WHAT TO DO:
Exclude the pictures and retype the entries as written.

# start of LISTED RECORDS

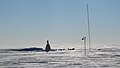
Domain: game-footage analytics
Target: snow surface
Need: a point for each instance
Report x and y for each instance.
(97, 58)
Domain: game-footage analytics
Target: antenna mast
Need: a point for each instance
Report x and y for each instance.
(88, 28)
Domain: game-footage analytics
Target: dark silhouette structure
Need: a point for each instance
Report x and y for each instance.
(47, 48)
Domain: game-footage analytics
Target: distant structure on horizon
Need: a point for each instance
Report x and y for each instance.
(47, 48)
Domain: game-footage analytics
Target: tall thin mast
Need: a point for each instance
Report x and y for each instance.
(88, 28)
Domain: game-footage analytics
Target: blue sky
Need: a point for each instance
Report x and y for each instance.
(25, 23)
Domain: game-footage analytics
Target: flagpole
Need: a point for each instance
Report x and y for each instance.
(88, 28)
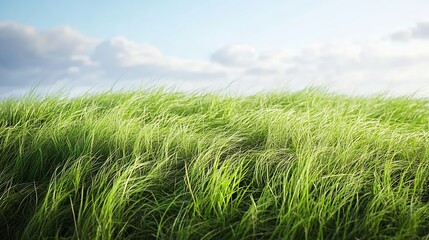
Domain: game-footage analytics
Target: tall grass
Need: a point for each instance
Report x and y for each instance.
(153, 164)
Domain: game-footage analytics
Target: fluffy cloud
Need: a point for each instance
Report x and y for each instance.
(420, 31)
(64, 57)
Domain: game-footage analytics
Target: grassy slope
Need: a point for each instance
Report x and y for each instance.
(287, 165)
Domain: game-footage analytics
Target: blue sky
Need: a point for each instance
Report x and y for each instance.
(258, 45)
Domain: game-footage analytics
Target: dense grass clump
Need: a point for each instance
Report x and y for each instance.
(152, 164)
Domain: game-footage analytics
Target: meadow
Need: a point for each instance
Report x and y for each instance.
(168, 165)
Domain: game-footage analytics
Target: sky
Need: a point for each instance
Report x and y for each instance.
(352, 47)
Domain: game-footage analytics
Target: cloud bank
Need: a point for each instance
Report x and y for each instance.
(64, 58)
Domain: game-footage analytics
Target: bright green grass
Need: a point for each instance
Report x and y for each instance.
(151, 164)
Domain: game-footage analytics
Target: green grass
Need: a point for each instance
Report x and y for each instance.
(152, 164)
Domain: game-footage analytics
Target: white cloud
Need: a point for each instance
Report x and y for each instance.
(64, 57)
(419, 32)
(234, 55)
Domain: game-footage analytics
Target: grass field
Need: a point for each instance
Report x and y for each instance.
(152, 164)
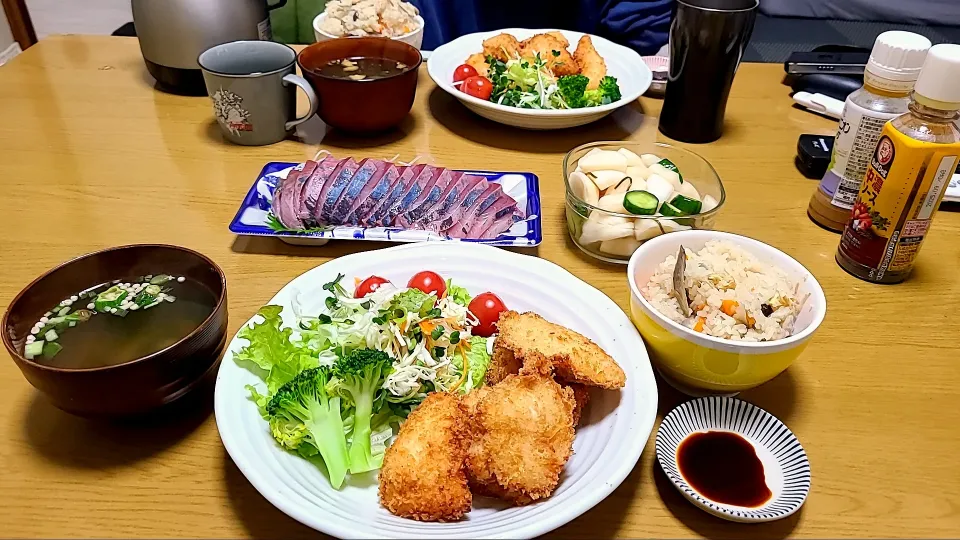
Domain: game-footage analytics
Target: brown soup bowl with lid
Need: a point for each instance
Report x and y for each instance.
(146, 382)
(362, 105)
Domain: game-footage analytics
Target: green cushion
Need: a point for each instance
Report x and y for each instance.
(293, 23)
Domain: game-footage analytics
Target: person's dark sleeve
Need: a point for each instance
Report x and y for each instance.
(642, 25)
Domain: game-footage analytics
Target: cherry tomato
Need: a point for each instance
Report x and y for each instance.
(428, 282)
(369, 285)
(487, 307)
(464, 72)
(479, 87)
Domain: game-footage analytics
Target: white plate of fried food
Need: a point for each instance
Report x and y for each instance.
(507, 460)
(563, 52)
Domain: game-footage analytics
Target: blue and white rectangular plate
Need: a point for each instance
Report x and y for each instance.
(251, 218)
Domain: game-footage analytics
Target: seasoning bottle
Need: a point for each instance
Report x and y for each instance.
(892, 70)
(908, 174)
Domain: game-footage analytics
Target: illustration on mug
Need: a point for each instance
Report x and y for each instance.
(228, 106)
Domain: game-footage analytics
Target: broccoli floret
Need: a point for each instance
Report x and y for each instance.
(610, 88)
(360, 375)
(571, 88)
(304, 417)
(607, 92)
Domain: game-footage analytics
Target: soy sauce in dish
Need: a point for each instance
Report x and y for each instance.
(723, 466)
(362, 68)
(105, 339)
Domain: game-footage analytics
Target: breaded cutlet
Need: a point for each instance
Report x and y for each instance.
(581, 394)
(503, 47)
(552, 52)
(524, 437)
(479, 62)
(589, 62)
(424, 471)
(574, 357)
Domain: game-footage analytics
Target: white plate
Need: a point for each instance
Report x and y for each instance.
(785, 465)
(607, 447)
(625, 64)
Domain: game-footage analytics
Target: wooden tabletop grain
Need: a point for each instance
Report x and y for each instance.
(91, 155)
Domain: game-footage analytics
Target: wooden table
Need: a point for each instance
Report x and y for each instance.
(93, 156)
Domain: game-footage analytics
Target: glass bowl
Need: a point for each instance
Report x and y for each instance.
(694, 169)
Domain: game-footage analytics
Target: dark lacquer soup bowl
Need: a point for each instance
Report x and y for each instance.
(367, 105)
(135, 385)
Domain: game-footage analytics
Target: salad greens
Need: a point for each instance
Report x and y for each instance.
(340, 383)
(531, 85)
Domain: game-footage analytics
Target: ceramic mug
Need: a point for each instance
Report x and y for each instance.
(253, 88)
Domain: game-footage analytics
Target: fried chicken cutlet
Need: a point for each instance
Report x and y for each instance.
(479, 62)
(589, 62)
(552, 51)
(524, 437)
(574, 357)
(424, 473)
(503, 47)
(581, 395)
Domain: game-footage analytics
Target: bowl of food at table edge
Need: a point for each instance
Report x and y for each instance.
(364, 84)
(121, 331)
(539, 79)
(394, 19)
(733, 314)
(621, 194)
(465, 373)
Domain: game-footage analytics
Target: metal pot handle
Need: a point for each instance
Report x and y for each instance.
(312, 99)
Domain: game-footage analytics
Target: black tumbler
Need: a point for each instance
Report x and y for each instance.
(707, 40)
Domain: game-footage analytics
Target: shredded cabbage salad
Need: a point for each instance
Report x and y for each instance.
(427, 339)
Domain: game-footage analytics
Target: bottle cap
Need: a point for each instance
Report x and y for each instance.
(940, 77)
(898, 55)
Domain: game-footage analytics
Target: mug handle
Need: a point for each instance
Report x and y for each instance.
(312, 98)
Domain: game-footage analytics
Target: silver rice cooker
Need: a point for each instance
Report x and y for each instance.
(173, 33)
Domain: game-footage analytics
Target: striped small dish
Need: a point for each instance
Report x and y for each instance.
(785, 463)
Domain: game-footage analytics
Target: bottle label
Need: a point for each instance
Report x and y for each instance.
(901, 191)
(264, 31)
(857, 137)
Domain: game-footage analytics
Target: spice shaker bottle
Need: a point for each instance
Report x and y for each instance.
(890, 74)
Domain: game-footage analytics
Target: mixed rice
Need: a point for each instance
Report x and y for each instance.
(731, 294)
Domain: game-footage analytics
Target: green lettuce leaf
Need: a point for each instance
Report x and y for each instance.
(459, 294)
(270, 354)
(413, 300)
(478, 361)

# end of LISTED RECORDS

EXERCISE RESULT:
Domain: game-footage analytics
Target: snow surface
Need: a point for each instance
Report x and y for each instance.
(97, 58)
Domain: game-footage analytics
Target: antenna mast
Need: a point for each instance
Report x and y for each instance.
(88, 28)
Domain: game-footage analytics
Target: dark silhouette structure
Need: a point for each instance
Report x and y for each instance.
(47, 48)
Domain: game-footage analytics
Target: distant structure on horizon
Need: a point for each instance
Report x and y for each instance.
(47, 48)
Domain: game-footage analytics
Target: tall thin mast
Need: a point for each instance
Report x and y for each instance.
(88, 28)
Domain: game-footage analytics
Target: blue sky
Need: a point for each instance
Report x and y for each instance.
(25, 23)
Domain: game-footage analytics
Target: flagpole
Need: a point for each instance
Report x and y for each instance.
(88, 28)
Domain: game-footage analytics
Target: tall grass
Need: a point for each instance
Report x and y for each instance.
(153, 164)
Domain: game-footage analytics
Target: fluffy cloud
Need: a point for each instance
Report x and y for each instance.
(420, 31)
(64, 57)
Domain: game-footage analytics
Target: grassy slope
Need: a point for each instance
Report x and y for each instance.
(287, 165)
Domain: game-footage analytics
Target: blue sky
Need: a point for each instance
Report x and y for each instance.
(258, 45)
Domain: game-footage analytics
Target: dense grass clump
Need: a point for each instance
Report x and y for each instance.
(152, 164)
Domain: game-footage analytics
Target: meadow
Need: a point for each instance
Report x and y for each instance.
(168, 165)
Domain: game-footage analytics
Target: sky
Need: a point for each instance
Report x and y for each instance.
(352, 47)
Domain: game-footage analytics
Target: cloud bank
Need: a point for each instance
Report x and y for each instance.
(64, 58)
Domain: game-footage analytics
Target: bright green grass
Need: a point for each instance
Report x and y for each instance.
(151, 164)
Domain: game-footage analytics
Target: green grass
Need: a point for each instance
Report x and y for each instance.
(152, 164)
Domain: game-footage analytics
Target: white cloud
Need: a point for each instance
Report x and y for each instance.
(64, 57)
(419, 32)
(234, 55)
Domain: game-footage analytics
Target: grass field
Need: a point for each instance
Report x and y for each instance.
(152, 164)
Domain: game-footage analytics
Target: brown soup bowl with lid
Need: a point for each instance
Report x and y for each instance.
(146, 382)
(362, 105)
Domain: game-footage analytics
Target: green cushion
Need: a point for each instance
Report x and y for each instance.
(293, 23)
Domain: game-footage analytics
Target: person's dark sleeve
Need: a point for each instance
Report x and y for each instance.
(642, 25)
Domain: game-footage analytics
Target: cherry tomato
Need: a point for each instance
Report x and y for each instance.
(428, 282)
(369, 285)
(487, 307)
(464, 72)
(479, 87)
Domain: game-footage analytics
Target: white plate of fried food
Need: a point for each instance
Report x and y for each instance.
(507, 460)
(563, 52)
Domain: game-footage analytics
Target: blue and white rectangular plate
Need: a point for each instance
Report x and y for each instance.
(251, 218)
Domain: game-footage analytics
Target: seasoning bottle
Need: a point for each instance
Report x and y for each instance.
(892, 70)
(908, 174)
Domain: game-footage analytics
Target: illustration on mug
Need: a point for each instance
Report x and y for each instance.
(228, 106)
Domain: game-footage analytics
Target: broccoli floret
Need: a point for each instance
Report x and y for each instance.
(610, 88)
(360, 375)
(571, 88)
(304, 417)
(607, 92)
Domain: game-footage analytics
Target: soy sauce in dish
Need: a point for each instance
Report x and y for each instance.
(723, 466)
(362, 68)
(105, 339)
Domain: game-footage analytics
Target: breaded cutlet
Need: a point for each instance
Report x and y for each instance.
(581, 394)
(503, 47)
(552, 52)
(524, 437)
(479, 62)
(589, 62)
(424, 471)
(574, 357)
Domain: game-footage analytics
Target: white plate
Need: a point for each instance
Report x and y for each instance.
(785, 465)
(607, 447)
(625, 64)
Domain: game-footage analytics
Target: wooden tabletop grain
Need: a point for each instance
Report x and y for each instance.
(91, 155)
Domain: game-footage analytics
Target: wooden table
Need: a point for each instance
Report x and y for each instance.
(93, 156)
Domain: game-footage analytics
Target: glass bowl
Need: a point for each instance
Report x and y for each instance.
(694, 169)
Domain: game-footage analytics
Target: dark lacquer soup bowl
Need: a point for each instance
Report x and y for each instance.
(367, 105)
(135, 385)
Domain: game-footage analytics
Target: salad greens
Need: a point for each instance
Report x and y for each instance.
(340, 383)
(531, 85)
Domain: game-footage analytics
Target: ceramic mug
Need: a point for each instance
Report x and y for each instance.
(253, 88)
Domain: game-footage analytics
Target: fried chicken cutlet
Need: a point for each instance
Report x and y for each instance.
(479, 62)
(589, 62)
(552, 51)
(524, 437)
(574, 357)
(424, 473)
(503, 47)
(581, 395)
Domain: game-footage analytics
Target: bowl of food at table edge
Need: a point for each instance
Report x and y for each instance.
(364, 84)
(121, 331)
(539, 79)
(394, 19)
(733, 314)
(621, 194)
(465, 373)
Domain: game-footage analytics
Target: metal pot handle
Need: a point for each instance
Report x and y for each instance.
(312, 99)
Domain: game-footage analytics
Target: black tumbler
Need: a point for each instance
Report x and y for each instance.
(707, 40)
Domain: game-footage analytics
Target: shredded cabbage salad
Need: a point for each instance
Report x and y for each instance.
(427, 339)
Domain: game-footage analytics
Target: bottle cap
Need: a point for each instance
Report x and y for each instance.
(940, 77)
(898, 55)
Domain: game-footage analytics
Target: mug handle
Need: a point for each instance
Report x and y for each instance.
(312, 98)
Domain: game-footage analytics
Target: silver rice cooker
Need: a point for each instance
Report x and y for each instance.
(173, 33)
Domain: game-footage analytics
Target: striped small dish
Need: a point for each instance
Report x and y for each instance.
(785, 463)
Domain: game-footage analytics
Target: bottle label
Need: a point for each instance
Report x and y for each instance.
(901, 191)
(264, 31)
(857, 137)
Domain: game-footage analytics
Target: spice shaker bottle
Need: a point for each instance
Report x and y for each instance.
(890, 74)
Domain: game-footage analytics
Target: mixed rice
Need: a point for each instance
Report x and y for each instance.
(731, 294)
Domain: game-footage analytics
Target: green lettuce leaf
Need: a point for each instance
Report x and y for each instance.
(459, 294)
(270, 354)
(413, 300)
(478, 361)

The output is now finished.